◆ **Task directions**: Please pick out each line below that contains the word "plant" and copy those lines in full.

◆ **Materials provided**:

--- Start ---

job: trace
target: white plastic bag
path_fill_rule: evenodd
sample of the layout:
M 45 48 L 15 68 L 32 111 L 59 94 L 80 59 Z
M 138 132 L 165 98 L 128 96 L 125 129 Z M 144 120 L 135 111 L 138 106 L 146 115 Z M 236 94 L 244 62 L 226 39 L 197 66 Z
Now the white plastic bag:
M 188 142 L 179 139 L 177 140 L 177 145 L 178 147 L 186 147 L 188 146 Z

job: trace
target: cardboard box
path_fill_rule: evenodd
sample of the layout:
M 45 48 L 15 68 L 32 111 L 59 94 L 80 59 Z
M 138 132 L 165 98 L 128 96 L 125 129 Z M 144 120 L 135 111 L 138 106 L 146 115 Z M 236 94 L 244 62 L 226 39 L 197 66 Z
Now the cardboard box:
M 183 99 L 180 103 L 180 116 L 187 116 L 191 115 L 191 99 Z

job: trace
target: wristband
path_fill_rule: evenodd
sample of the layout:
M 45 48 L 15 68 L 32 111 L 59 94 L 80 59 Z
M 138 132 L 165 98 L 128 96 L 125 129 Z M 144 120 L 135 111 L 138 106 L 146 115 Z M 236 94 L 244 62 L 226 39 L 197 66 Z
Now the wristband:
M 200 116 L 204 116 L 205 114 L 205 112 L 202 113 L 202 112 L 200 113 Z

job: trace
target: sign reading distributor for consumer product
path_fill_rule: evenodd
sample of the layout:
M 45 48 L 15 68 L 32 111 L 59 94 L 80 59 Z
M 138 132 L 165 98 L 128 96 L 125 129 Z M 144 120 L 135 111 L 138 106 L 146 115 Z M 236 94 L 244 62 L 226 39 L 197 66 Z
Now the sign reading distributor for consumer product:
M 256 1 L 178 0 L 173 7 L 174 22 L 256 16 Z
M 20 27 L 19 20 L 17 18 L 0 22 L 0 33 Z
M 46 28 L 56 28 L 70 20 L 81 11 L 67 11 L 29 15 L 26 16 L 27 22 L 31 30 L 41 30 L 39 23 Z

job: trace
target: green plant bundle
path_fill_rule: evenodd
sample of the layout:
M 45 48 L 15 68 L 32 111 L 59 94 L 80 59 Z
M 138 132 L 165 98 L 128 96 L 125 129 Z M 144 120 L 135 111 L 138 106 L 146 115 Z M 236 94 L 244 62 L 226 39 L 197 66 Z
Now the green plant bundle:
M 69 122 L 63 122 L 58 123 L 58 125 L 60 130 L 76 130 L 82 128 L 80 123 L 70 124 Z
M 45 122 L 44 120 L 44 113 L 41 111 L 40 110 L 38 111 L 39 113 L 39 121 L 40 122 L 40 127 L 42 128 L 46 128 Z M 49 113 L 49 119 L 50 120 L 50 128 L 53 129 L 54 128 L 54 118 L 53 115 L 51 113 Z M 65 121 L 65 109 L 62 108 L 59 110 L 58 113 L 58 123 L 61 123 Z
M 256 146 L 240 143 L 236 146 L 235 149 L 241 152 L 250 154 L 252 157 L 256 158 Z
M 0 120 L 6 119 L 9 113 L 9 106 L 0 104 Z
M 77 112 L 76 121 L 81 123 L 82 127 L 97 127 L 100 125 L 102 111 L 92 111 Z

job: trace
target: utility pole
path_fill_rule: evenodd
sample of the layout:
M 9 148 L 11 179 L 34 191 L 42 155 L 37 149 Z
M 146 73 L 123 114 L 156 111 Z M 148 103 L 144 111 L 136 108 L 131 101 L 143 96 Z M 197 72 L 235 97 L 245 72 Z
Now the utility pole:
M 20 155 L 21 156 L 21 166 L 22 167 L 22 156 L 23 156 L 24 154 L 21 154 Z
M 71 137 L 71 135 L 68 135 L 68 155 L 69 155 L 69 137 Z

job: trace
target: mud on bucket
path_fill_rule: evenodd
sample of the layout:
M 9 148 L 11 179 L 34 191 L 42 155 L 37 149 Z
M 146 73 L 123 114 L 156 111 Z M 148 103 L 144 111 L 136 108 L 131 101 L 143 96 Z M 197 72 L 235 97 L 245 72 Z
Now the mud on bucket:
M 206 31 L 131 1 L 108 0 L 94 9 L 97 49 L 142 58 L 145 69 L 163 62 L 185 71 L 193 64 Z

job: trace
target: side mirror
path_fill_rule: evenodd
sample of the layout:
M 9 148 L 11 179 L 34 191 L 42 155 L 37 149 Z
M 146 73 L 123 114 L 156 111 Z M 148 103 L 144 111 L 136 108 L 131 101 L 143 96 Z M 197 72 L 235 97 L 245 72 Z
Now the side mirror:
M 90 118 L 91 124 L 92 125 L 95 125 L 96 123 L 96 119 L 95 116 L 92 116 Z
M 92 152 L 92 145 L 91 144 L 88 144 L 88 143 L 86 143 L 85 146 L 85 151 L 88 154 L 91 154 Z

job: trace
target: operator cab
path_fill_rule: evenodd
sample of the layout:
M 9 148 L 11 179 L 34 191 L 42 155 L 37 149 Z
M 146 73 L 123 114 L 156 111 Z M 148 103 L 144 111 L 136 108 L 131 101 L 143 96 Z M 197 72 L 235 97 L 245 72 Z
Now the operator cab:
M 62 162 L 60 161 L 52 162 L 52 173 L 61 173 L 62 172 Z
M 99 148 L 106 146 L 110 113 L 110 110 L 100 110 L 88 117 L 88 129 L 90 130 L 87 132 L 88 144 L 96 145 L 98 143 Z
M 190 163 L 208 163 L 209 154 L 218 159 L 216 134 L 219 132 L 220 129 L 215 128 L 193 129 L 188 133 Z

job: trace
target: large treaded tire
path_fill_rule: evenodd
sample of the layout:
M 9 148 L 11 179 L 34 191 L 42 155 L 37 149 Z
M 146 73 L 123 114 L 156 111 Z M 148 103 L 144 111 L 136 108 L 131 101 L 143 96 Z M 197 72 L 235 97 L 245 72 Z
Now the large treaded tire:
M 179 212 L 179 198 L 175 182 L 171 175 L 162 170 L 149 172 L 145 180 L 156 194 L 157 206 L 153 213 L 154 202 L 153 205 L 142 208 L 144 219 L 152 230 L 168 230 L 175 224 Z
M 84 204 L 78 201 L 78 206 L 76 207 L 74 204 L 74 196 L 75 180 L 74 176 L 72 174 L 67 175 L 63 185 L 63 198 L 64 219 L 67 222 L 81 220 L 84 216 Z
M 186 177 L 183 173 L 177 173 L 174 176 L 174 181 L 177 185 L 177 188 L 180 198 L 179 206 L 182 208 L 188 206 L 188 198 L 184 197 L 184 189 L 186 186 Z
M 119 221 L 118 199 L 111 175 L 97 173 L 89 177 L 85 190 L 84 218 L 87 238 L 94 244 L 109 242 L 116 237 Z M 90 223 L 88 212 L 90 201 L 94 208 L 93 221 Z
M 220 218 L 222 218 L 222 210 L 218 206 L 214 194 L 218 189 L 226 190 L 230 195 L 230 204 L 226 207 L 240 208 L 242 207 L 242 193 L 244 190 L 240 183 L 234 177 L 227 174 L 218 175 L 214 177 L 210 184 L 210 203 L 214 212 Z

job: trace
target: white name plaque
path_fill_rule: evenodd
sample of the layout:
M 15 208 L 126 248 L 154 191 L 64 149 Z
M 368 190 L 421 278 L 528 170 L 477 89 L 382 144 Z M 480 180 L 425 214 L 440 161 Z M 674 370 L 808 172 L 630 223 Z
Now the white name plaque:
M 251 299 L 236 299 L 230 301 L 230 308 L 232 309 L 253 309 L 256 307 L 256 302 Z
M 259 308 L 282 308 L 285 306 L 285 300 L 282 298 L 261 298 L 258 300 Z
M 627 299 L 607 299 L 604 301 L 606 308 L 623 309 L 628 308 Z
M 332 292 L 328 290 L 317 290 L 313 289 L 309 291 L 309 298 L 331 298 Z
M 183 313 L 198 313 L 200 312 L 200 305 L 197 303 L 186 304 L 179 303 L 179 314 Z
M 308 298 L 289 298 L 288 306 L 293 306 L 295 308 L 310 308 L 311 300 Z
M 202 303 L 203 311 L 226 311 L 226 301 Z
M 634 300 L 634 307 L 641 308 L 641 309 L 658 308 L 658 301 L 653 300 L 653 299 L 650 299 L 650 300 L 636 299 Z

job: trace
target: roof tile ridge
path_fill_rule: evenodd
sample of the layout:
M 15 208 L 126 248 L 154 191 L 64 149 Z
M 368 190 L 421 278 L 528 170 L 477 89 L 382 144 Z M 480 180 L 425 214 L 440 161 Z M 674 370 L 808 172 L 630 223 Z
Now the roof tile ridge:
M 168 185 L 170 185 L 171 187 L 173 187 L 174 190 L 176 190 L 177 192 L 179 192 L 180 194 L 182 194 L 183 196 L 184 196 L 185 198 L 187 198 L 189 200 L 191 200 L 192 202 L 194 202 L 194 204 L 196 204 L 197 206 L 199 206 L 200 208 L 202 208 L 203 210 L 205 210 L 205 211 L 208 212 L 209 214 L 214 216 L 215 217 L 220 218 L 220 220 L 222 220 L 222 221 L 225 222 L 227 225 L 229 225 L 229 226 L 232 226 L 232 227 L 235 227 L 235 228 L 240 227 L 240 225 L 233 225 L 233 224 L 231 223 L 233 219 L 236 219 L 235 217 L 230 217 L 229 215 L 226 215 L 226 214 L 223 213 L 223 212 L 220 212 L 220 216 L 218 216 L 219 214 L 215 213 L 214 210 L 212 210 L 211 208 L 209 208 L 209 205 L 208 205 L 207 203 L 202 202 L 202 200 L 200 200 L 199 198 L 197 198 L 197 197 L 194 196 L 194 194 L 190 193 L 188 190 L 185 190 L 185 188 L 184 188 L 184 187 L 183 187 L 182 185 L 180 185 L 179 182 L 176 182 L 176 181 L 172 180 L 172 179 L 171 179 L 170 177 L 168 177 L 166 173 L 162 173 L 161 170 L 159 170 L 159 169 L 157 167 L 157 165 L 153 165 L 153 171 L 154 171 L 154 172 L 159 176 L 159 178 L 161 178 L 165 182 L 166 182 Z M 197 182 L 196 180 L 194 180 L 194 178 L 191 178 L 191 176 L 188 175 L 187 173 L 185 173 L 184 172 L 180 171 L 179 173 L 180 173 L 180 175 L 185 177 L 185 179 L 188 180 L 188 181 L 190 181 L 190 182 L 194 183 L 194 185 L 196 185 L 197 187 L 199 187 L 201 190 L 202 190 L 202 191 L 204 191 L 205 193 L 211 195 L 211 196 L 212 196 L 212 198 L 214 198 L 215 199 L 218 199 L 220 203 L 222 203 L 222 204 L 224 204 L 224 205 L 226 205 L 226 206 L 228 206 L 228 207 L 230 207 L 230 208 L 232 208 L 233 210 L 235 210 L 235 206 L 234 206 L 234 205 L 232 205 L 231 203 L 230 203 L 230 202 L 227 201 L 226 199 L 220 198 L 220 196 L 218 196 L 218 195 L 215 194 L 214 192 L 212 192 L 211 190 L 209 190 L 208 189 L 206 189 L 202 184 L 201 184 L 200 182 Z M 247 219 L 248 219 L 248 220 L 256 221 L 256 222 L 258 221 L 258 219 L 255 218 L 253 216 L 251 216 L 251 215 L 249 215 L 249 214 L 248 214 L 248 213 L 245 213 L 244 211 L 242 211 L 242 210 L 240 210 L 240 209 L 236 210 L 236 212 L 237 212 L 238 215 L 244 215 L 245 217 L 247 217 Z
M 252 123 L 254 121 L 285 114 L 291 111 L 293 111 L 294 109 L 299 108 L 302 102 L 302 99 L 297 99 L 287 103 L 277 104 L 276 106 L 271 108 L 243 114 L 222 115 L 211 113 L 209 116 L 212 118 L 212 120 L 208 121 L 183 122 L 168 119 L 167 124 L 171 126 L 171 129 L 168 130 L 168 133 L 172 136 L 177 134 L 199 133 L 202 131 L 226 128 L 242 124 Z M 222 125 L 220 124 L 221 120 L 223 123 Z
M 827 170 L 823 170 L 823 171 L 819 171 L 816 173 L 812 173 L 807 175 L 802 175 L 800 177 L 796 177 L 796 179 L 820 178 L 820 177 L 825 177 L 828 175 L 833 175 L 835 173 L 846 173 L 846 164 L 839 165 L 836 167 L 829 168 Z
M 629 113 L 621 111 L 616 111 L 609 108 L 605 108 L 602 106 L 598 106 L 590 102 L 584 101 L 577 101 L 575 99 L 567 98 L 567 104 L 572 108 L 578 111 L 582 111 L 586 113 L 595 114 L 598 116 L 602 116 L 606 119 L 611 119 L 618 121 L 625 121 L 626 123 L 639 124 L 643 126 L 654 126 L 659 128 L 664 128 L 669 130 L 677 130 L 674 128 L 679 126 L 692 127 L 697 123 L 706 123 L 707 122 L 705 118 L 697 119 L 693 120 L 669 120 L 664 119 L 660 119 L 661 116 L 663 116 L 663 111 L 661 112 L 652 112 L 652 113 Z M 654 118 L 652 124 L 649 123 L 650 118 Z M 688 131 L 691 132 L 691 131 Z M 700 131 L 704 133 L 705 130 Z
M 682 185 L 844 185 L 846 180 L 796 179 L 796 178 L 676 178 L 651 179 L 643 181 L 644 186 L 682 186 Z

--- End ---

◆ **Task response**:
target: green plant bundle
Now the green plant bundle:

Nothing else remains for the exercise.